#### Your assignment:
Below is a set of records. Please retype every one exactly.

Data extracted from a collection

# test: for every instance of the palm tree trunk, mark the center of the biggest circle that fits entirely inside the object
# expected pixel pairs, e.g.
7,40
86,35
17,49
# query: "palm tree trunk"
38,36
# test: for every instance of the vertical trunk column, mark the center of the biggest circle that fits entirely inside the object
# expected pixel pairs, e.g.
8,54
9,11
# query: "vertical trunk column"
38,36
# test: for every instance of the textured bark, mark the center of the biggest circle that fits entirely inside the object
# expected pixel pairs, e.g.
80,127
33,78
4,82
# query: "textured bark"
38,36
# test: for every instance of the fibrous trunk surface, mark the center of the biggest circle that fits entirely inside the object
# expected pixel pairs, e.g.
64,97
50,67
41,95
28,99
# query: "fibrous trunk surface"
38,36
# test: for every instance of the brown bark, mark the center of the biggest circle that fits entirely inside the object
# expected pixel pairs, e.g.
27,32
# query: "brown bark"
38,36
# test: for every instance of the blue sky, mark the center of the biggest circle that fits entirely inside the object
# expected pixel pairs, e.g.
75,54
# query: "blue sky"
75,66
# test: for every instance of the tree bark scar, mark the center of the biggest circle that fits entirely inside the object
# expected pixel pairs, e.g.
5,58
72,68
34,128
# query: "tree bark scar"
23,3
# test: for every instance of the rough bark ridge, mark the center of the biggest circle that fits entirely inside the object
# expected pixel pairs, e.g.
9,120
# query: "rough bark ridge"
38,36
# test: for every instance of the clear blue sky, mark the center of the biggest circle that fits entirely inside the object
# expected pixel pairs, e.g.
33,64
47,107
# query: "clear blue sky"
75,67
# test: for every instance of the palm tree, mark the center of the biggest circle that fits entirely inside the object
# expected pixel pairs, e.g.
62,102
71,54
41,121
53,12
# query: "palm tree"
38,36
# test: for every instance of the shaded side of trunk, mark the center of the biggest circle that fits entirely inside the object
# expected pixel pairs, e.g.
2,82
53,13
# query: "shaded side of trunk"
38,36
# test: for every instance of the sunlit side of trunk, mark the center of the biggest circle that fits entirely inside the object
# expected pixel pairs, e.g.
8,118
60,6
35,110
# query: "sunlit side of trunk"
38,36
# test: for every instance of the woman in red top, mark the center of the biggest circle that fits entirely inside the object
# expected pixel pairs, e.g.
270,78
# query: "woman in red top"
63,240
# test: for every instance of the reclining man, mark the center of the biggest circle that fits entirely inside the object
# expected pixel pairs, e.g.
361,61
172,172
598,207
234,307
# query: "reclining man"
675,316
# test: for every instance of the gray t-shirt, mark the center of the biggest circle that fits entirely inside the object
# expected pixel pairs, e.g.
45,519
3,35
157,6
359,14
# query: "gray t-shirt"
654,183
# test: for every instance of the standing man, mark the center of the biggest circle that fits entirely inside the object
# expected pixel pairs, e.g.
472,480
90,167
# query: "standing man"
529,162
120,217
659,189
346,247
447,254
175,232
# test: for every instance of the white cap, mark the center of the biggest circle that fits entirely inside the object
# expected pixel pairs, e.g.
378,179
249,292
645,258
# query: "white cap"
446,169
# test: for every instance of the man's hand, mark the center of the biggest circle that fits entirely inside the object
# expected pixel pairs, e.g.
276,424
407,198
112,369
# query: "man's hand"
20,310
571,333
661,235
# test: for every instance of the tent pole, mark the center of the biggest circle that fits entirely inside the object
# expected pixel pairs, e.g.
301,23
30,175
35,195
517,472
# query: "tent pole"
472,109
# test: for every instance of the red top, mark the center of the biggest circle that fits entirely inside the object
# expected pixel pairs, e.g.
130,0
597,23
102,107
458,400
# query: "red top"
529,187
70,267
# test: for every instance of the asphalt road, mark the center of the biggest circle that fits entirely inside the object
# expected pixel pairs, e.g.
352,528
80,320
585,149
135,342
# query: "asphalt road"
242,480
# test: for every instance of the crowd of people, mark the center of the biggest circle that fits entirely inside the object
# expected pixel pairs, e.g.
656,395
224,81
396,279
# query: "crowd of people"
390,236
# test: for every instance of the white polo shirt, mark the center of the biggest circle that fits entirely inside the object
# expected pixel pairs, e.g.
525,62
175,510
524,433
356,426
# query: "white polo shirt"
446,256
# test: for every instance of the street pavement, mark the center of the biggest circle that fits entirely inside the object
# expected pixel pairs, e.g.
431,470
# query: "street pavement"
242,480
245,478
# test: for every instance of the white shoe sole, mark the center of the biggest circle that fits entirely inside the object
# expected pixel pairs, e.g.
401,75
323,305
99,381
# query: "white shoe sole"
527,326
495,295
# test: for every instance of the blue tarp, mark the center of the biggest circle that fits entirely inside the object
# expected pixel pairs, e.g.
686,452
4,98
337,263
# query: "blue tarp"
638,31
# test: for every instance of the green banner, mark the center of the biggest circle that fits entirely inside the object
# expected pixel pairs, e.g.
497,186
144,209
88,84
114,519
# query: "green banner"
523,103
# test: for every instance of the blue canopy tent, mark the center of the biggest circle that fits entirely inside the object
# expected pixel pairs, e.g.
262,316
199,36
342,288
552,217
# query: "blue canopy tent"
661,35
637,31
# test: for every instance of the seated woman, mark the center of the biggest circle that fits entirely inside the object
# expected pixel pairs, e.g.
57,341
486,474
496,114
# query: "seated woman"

#### Result of this exercise:
# test: for every instance of the palm tree trunk, mark the center of the biggest circle that fits entirely inside the object
# expected pixel pairs, e.g.
7,40
86,35
17,49
# query: "palm tree trunk"
38,36
# test: for every instance of the vertical trunk column, mark the center of the biggest circle that fits entirely inside the object
# expected pixel pairs, e.g.
8,54
9,11
# query: "vertical trunk column"
38,36
# test: for every instance of the textured bark, mark the center of the biggest circle that fits entirely inside the object
# expected pixel pairs, e.g.
80,127
33,78
4,82
# query: "textured bark"
38,36
# test: for every instance of the fibrous trunk surface, mark the center of the biggest circle that fits entirely inside the object
# expected pixel pairs, e.g.
64,97
50,67
41,95
28,99
# query: "fibrous trunk surface"
38,36
# test: for every instance of the brown bark, mark the center of the biggest circle that fits entirely inside the object
# expected pixel pairs, e.g.
27,32
# query: "brown bark"
38,36
# test: for every instance of the blue sky, mark the center of the biggest circle that fits entirely inside the object
# expected pixel pairs, e.g.
75,54
# query: "blue sky"
75,66
# test: for every instance of the tree bark scar, mark the center of the biggest circle that fits entirely inside the object
# expected pixel pairs, e.g.
5,58
72,68
34,128
# query: "tree bark scar"
23,3
# test: for every instance of the rough bark ridge, mark the center of the biggest circle that fits entirely inside the object
# expected pixel pairs, e.g.
9,120
# query: "rough bark ridge"
38,36
# test: for every instance of the clear blue sky, mark the center of the biggest circle that fits entirely inside the object
# expected pixel pairs, e.g.
33,64
47,107
# query: "clear blue sky"
75,67
# test: for every instance of the palm tree, mark the center of the biggest circle that fits entirely inside the object
# expected pixel pairs, e.g.
62,102
71,54
41,121
53,12
# query: "palm tree"
38,36
# test: for every instance of the shaded side of trunk, mark the center of the biggest circle that fits entirely inside the object
# expected pixel pairs, e.g.
2,82
53,13
# query: "shaded side of trunk"
38,36
# test: for every instance of the sunlit side of trunk, mark the center of the biggest circle that fits entirely inside the object
# expected pixel pairs, e.g.
8,118
60,6
35,110
# query: "sunlit side of trunk"
38,36
# test: for every instance of the woman in red top, mark the center of the biggest circle that fits entirely inside the object
# expected pixel pairs, e.g.
270,78
# query: "woman in red top"
63,240
# test: for every instance of the reclining man, mark the center of the biggest circle that fits entirely inside the object
# expected pixel pairs, e.g.
361,61
172,172
598,207
234,307
# query: "reclining man"
675,316
# test: for every instance of the gray t-shirt, mark the center of the biggest circle that fits entirely inside the object
# expected pixel pairs, e.g.
45,519
3,35
157,6
359,14
# query: "gray t-shirt"
654,183
# test: for every instance of the standing man, mark the center of the biggest circle that fits entirely inside the object
# expected pixel pairs, e.g.
472,480
90,167
# query: "standing man"
529,162
120,217
659,189
346,247
447,254
175,232
# test: for every instance of the white cap, mark the center of the biggest circle that fits entirely inside the object
# expected pixel pairs, e.g.
378,179
249,292
645,258
# query: "white cap"
446,169
# test: for every instance of the man's hand, mark the center of the biggest circle that fits entirely inside the object
# expected pixel pairs, e.g.
276,424
407,198
112,369
# query: "man's hand"
20,310
571,333
661,235
# test: for every instance of the tent pole, mark the center of the biggest circle that fits entirely inside the object
# expected pixel pairs, e.g.
301,23
30,175
35,195
517,472
# query: "tent pole"
472,109
# test: for every instance of the red top, mark the center of the biggest circle that fits entirely inside the object
# expected pixel pairs, e.g.
130,0
597,23
102,107
458,400
# query: "red top"
529,187
70,267
# test: for every instance of the asphalt road, mark the center of the biggest circle that fits entirely inside the object
# expected pixel pairs, e.g.
352,528
80,320
585,149
135,342
# query: "asphalt road"
242,480
# test: for every instance of the crowd of people, mark the center of the biggest circle that fits entirely inside the object
# expected pixel pairs, e.g.
656,395
224,81
396,279
# query: "crowd of people"
390,236
# test: for every instance of the white polo shirt, mark the center of the biggest circle that fits entirely inside the object
# expected pixel pairs, e.g.
525,62
175,510
524,433
356,426
# query: "white polo shirt"
446,256
# test: for every instance of the street pavement, mark the center of the biggest circle that fits entirely inside the object
# expected pixel pairs, e.g.
431,470
# query: "street pavement"
242,480
245,478
# test: for every instance of the white shoe sole, mark the center of the biggest circle that fits entirely inside the object
# expected pixel pairs, e.g.
401,75
323,305
99,381
# query: "white shoe sole"
527,326
495,295
# test: for every instance of the blue tarp, mark the center of the biggest circle that fits entirely inside the object
# expected pixel pairs, e.g.
686,452
4,98
337,263
# query: "blue tarp"
638,31
# test: for every instance of the green banner, mark the center of the biggest circle that fits entirely inside the object
# expected pixel pairs, e.g.
497,186
144,209
88,84
114,519
# query: "green banner"
523,103
# test: for every instance of the blue canopy tent, mark the center of the biggest circle that fits entirely inside the object
# expected pixel pairs, e.g.
262,316
199,36
342,288
552,217
# query: "blue canopy tent"
661,35
637,31
# test: for every instance of the seated woman, mark the center of the biggest circle that fits entirely inside the object
# expected pixel pairs, e.g.
57,341
486,474
496,114
# query: "seated woman"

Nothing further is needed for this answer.